## Given text:
______________________________

Tolkien had convinced me (unlike Jackson's movies) this journey through Moria was filled with very real and dangerous threats to every member of the Fellowship. Even Gandalf once he says that he's never felt a challenge from someone like the one he faced over the door. I mean this is someone who in the previous chapter chided Boromir for not knowing what he was talking about in comparing Moria and Mordor, and saying he had been through Sauron's dungeons in Dol Guldur, now there was a power in Moria that he's never felt before.

The power of the Ring, while it's not (to my recollection) brought up in this chapter, it's power to draw evil to it. I wondered years ago about the Great orc's charge on Frodo...how the orc ducks Aragorn's blow and is strong enough to actually drive Boromir backwards and get at Frodo. Not only are the orcs here presented as a deadly threat, but I wondered if the Ring caused this berserker-like frenzy in the orc. Because the orc's sole purpose here is directed at Frodo, it shows the agility in dodging Aragorn's strike, the strength to drive Boromir back, and once it reaches Frodo and wounds him, it's like the fury suddenly dissipates. Like "Knife in the Dark," when the Witch-King wounds Frodo and the Ringwraiths withdraw, believing their mission has (or soon will be) accomplished. The sudden fury of strength and agility in this orc leaves:

Quote:
Sam, with a cry, hacked at the spear-shaft, and it broke. But even as the orc flung down the truncheon and swept out his scimitar, Anduril came down upon his helm. There was a flash like flame and the helm burst asunder. The orc fell with cloven head. His followers fled howling, as Boromir and Aragorn sprang at them.
Then a bit later, Frodo's mithril vest saves him again as an orc arrow bounces off, and another arrow pierces Gandalf's hat...you start to wonder how many escapes from death, how much "luck" does the Fellowship have?

______________________________

## Instructions for the task:
Please copy the stretch of the Moria text above that begins with "Then a bit later, Frodo's" and ends with "the Fellowship have?", renaming "mithril vest" to "mithril coat".

## Excerpted data:

______________________________

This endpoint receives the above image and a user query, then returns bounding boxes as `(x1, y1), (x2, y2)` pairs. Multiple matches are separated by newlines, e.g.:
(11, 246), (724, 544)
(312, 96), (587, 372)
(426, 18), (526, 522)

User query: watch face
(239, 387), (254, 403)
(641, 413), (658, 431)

______________________________

## Response:
Then a bit later, Frodo's mithril coat saves him again as an orc arrow bounces off, and another arrow pierces Gandalf's hat...you start to wonder how many escapes from death, how much "luck" does the Fellowship have?